__CHALLENGES__.
1. In the ADIOS2 SST issue, how large is a single PIConGPU rank's metadata contribution?
2. Reproduce the ADIOS2 SST issue verbatim from "Oct 17 '23 11:10 franzpoeschel" to "workaround for now.".
** start of EXTRACT PROVIDED **
ADIOS2 SST metadata aggregation does not scale above 2GB (PIConGPU: more than 7k nodes on Frontier)

Describe the bug CP_consolidateDataToRankZero() in source/adios2/toolkit/sst/cp/cp_common.c collects the metadata to rank 0 upon EndStep. In PIConGPU, a single rank's contribution is ~38948 bytes.

On 7000 Frontier nodes with 8 GPUs per node: 38948B*7000*8 = 2080MB

Looking into CP_consolidateDataToRankZero():

    if (Stream->Rank == 0)
    {
        int TotalLen = 0;
        Displs = malloc(Stream->CohortSize * sizeof(*Displs));

        Displs[0] = 0;
        TotalLen = (RecvCounts[0] + 7) & ~7;

        for (int i = 1; i < Stream->CohortSize; i++)
        {
            int RoundUp = (RecvCounts[i] + 7) & ~7;
            Displs[i] = TotalLen;
            TotalLen += RoundUp;
        }

        RecvBuffer = malloc(TotalLen * sizeof(char));
    }

    /*
     * Now we have the receive buffer, counts, and displacements, and
     * can gather the data
     */

    SMPI_Gatherv(Buffer, DataSize, SMPI_CHAR, RecvBuffer, RecvCounts, Displs, SMPI_CHAR, 0,
                 Stream->mpiComm);

Since the Displs is a vector of int, the maximum supported dest buffer size for this method is 2GB.

To Reproduce -- no reproducer --

Expected behavior Some method to handle SST metadata aggregation at large scale

Desktop (please complete the following information):

Frontier, using PR #3588

Additional context I'm setting MarshalMethod = bp5 in SST

Following up Was the issue fixed? Please report back.

Oct 17 '23 11:10 franzpoeschel

No worries. Likely we just need to replicate BP5-file-engine-style techniques in SST.

Oct 17 '23 11:10 eisenhauer

No worries. Likely we just need to replicate BP5-file-engine-style techniques in SST.

Hey Greg, thank you for the fast reply. Is this something that can already be tested today by setting some hidden flag? Otherwise, I might split the causing SMPI_Gatherv call into multiple smaller calls as a workaround for now.
** end of EXTRACT PROVIDED **
** start of RECORDED DATA **
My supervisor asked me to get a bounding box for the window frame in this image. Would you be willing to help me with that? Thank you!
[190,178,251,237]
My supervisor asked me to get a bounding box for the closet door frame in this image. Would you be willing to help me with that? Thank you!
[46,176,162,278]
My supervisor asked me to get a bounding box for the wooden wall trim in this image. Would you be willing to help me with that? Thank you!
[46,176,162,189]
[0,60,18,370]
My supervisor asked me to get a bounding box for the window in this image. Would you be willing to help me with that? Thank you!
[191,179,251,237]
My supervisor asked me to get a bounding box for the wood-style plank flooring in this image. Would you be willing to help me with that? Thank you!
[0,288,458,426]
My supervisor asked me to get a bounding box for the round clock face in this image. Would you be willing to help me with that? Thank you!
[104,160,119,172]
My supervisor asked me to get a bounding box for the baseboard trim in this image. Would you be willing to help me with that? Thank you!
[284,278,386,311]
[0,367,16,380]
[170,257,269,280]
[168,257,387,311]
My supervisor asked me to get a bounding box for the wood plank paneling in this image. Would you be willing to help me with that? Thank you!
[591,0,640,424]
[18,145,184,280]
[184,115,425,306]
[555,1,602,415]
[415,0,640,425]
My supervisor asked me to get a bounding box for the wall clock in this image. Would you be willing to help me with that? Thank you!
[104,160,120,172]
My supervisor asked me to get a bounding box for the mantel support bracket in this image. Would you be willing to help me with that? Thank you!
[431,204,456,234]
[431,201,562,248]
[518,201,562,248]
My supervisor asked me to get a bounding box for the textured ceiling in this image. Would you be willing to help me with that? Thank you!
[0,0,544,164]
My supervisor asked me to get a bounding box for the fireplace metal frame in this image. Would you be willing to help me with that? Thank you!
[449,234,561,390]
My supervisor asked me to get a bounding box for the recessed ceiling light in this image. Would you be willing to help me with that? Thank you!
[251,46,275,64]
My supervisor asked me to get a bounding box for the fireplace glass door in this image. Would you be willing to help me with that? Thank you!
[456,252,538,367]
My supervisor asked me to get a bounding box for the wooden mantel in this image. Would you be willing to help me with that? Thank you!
** end of RECORDED DATA **
__EXPECTED ANSWERS__.
1. About 38948 bytes.

2.
Oct 17 '23 11:10 franzpoeschel

No worries. Likely we just need to replicate BP5-file-engine-style techniques in SST.

Oct 17 '23 11:10 eisenhauer

No worries. Likely we just need to replicate BP5-file-engine-style techniques in SST.

Hey Greg, thank you for the fast reply. Is this something that can already be tested today by setting some hidden flag? Otherwise, I might split the causing SMPI_Gatherv call into multiple smaller calls as a workaround for now.